# Problem to solve
Answer these questions about the passage below on the word "memetic":
1. Which word does the writer say no one uses to mean "of high fitness"?
2. Which two "bad" qualities are given as reasons an idea might get copied a lot?
3. What does the writer say the quoted words seem to presuppose?

# Document passage
* * * *

This all seems pretty obvious to me, and evidently it seems the opposite way to you, and both of us are very smart [citation needed], so probably at least one of us is being mindkilled a bit by feeling strongly about some aspect of the issue. I don't claim to know which of us it is :-).
I think you're using "memetic" to mean "of high memetic fitness", and I wish you wouldn't. No one uses "genetic" in that way.
An idea that gets itself copied a lot (either because of "actually good" qualities like internal consistency, doing well at explaining observations, etc., or because of "bad" (or at least irrelevant) ones like memorability, grabbing the emotions, etc.) has high memetic fitness. Similarly, a genetically transmissible trait that tends to lead to its bearers having more surviving offspring with the same trait has high genetic fitness. On the other hand, calling a trait genetic means that it propagates through the genes rather than being taught, formed by the environment, etc., and one could similarly call an idea or practice memetic if it comes about by people learning it from one another rather than (e.g.) being instinctive or a thing that everyone in a particular environment invents out of necessity.
When you say, e.g., "lots of work in that field will be highly memetic despite trash statistics, blatant p-hacking, etc." I am pretty certain you mean "of high memetic fitness" rather than "people aware of it are aware of it because they learned of it from others rather than because it came to them instinctively or they reinvented it spontaneously because it was obvious from what was around them".
(It would be possible, though I'd dislike it, to use "memetic" to mean something like "of high memetic fitness for 'bad' reasons" -- i.e., liable to be popular for the sort of reason that we might not appreciate without the notion of memes. But I don't think that can be your meaning in the words I quoted, which seem to presuppose that the "default" way for a piece of work to be "memetic" is for it to be of high quality.)

* * * *

# Extracted information
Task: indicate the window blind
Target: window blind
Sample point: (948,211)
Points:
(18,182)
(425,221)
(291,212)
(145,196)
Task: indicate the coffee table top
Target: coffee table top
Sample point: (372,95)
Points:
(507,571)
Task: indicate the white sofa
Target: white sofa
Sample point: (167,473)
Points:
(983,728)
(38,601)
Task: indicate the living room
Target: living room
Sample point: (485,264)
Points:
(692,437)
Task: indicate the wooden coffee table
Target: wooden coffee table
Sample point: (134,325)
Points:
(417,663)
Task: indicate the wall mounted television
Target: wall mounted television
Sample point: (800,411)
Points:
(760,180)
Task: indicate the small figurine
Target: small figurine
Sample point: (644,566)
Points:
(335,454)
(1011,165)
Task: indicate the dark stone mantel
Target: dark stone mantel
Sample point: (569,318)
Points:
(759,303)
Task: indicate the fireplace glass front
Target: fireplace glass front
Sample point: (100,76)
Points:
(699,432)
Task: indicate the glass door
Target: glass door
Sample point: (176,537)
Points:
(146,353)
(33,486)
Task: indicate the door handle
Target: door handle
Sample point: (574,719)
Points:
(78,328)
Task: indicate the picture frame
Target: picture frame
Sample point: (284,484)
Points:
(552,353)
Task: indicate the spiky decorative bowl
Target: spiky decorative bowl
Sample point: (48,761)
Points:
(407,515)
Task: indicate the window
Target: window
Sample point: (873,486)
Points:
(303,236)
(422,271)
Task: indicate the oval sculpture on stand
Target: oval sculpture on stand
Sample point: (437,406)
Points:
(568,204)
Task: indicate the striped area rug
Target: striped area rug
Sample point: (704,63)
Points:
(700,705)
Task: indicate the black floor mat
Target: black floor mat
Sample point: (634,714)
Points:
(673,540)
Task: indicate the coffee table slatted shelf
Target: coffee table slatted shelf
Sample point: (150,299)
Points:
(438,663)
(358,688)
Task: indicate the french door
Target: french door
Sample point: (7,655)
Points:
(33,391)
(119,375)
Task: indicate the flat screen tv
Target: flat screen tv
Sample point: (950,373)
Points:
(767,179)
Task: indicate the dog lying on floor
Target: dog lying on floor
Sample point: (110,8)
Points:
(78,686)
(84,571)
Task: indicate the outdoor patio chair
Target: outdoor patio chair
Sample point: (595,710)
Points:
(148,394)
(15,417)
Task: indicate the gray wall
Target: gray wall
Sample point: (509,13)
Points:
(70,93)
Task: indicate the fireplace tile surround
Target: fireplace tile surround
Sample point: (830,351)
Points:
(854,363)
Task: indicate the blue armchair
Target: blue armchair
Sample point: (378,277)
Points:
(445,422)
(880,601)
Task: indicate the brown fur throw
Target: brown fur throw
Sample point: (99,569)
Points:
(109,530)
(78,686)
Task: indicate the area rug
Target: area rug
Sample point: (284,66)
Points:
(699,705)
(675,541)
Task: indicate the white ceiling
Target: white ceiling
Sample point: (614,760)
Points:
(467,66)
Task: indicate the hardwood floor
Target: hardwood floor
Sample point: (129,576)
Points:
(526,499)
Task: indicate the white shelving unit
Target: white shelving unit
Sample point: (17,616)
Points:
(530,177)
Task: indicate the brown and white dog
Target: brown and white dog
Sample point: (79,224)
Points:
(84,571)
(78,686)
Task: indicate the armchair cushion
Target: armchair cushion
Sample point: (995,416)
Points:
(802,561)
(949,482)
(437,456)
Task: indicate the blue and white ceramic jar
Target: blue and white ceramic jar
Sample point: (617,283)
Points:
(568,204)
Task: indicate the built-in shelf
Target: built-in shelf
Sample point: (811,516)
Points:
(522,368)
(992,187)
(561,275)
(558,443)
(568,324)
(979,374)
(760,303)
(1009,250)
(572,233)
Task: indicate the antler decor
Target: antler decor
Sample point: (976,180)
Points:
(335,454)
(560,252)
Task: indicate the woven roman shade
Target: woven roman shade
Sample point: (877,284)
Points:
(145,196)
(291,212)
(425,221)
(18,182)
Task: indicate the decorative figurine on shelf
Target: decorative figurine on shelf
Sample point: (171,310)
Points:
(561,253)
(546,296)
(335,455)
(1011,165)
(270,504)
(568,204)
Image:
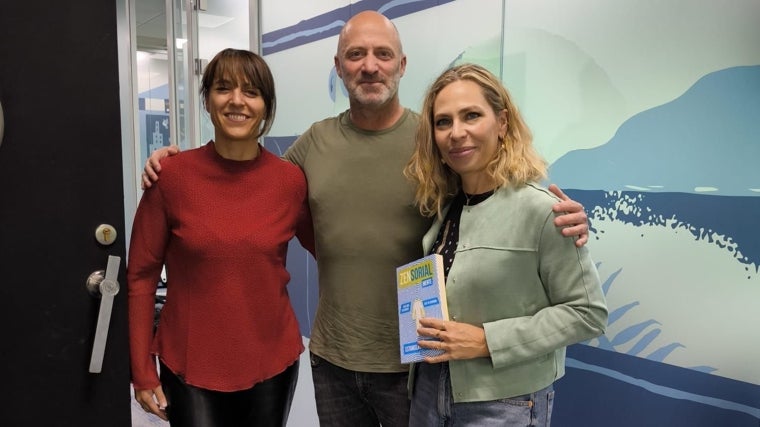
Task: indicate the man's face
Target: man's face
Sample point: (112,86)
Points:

* * * *

# Solved problem
1. "Genetic."
2. Memorability and grabbing the emotions.
3. That the "default" way for a piece of work to be "memetic" is for it to be of high quality.